[Data excerpts]
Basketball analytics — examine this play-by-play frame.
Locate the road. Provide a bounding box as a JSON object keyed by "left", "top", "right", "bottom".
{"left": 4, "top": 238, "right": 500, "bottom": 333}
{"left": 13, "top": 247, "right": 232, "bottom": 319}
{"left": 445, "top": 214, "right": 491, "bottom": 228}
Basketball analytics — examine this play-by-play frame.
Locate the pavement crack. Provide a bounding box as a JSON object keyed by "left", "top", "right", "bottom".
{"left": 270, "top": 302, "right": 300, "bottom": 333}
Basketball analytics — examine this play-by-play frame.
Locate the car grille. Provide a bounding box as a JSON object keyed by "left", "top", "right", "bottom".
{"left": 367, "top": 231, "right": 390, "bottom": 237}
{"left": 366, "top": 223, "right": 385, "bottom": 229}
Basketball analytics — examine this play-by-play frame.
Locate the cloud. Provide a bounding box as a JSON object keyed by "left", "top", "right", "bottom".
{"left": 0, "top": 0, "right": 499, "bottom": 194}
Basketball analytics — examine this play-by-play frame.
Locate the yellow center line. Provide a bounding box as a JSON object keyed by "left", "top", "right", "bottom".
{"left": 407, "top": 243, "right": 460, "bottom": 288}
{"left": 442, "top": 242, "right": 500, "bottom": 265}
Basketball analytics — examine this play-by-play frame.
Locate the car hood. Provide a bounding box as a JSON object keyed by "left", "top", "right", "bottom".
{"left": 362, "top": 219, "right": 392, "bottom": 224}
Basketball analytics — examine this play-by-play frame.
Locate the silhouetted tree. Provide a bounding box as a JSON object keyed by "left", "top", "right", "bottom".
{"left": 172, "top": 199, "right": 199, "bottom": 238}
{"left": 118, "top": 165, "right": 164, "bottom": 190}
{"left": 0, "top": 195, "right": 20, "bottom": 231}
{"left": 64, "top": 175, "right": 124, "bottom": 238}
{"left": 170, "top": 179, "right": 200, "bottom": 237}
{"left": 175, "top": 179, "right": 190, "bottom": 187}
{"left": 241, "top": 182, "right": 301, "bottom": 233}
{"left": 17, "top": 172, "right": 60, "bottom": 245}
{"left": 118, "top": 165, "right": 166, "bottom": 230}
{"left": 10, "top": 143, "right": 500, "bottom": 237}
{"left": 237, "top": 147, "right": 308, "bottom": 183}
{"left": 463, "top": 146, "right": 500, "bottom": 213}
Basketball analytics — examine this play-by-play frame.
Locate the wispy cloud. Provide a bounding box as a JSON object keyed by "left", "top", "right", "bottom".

[WHAT YOU ARE ASKED TO DO] A verbatim copy of every entry is required.

[SOLUTION FOR THIS TASK]
Basketball analytics — examine this play-by-play frame.
Locate the road. Provide a bounding box as a JSON object keyed by "left", "top", "right", "bottom".
{"left": 4, "top": 238, "right": 500, "bottom": 333}
{"left": 13, "top": 247, "right": 232, "bottom": 319}
{"left": 445, "top": 214, "right": 491, "bottom": 228}
Basketball analytics — examine this play-by-play frame.
Locate the pavement crack. Provide a bounding box as a JSON object keyed by "left", "top", "right", "bottom".
{"left": 270, "top": 302, "right": 300, "bottom": 333}
Basketball analytics — examine this play-by-play frame.
Locate the car grille. Provide a bounding box as a JSON object keyed by "left", "top", "right", "bottom".
{"left": 367, "top": 231, "right": 390, "bottom": 237}
{"left": 366, "top": 223, "right": 385, "bottom": 229}
Basketball analytics — examine this play-by-play frame.
Locate the cloud. Provide a bounding box as a JSON object keyed by "left", "top", "right", "bottom".
{"left": 0, "top": 0, "right": 499, "bottom": 194}
Basketball analytics — examine this play-by-play frame.
Locate the yellow center line. Provide a bounding box as a JSON object keyed by "left", "top", "right", "bottom".
{"left": 407, "top": 243, "right": 460, "bottom": 288}
{"left": 442, "top": 242, "right": 500, "bottom": 265}
Basketball analytics — examine this play-by-play frame.
Locate the car hood. Provide a bounding box as a JSON object keyed by "left", "top", "right", "bottom".
{"left": 362, "top": 219, "right": 392, "bottom": 224}
Basketball analytics — examine this play-by-play frame.
Locate the silhouetted tree. Provide a bounding box as a JSON object keyed by "left", "top", "right", "bottom".
{"left": 172, "top": 199, "right": 199, "bottom": 238}
{"left": 118, "top": 165, "right": 164, "bottom": 190}
{"left": 0, "top": 195, "right": 20, "bottom": 231}
{"left": 64, "top": 175, "right": 124, "bottom": 238}
{"left": 170, "top": 179, "right": 200, "bottom": 237}
{"left": 175, "top": 179, "right": 190, "bottom": 187}
{"left": 241, "top": 182, "right": 301, "bottom": 233}
{"left": 17, "top": 172, "right": 60, "bottom": 245}
{"left": 118, "top": 165, "right": 166, "bottom": 230}
{"left": 10, "top": 143, "right": 500, "bottom": 237}
{"left": 237, "top": 147, "right": 308, "bottom": 183}
{"left": 463, "top": 146, "right": 500, "bottom": 213}
Basketball analytics — examine this play-by-play frame.
Locate the wispy cloud. Provide a bounding box as a JSON object keyed by "left", "top", "right", "bottom".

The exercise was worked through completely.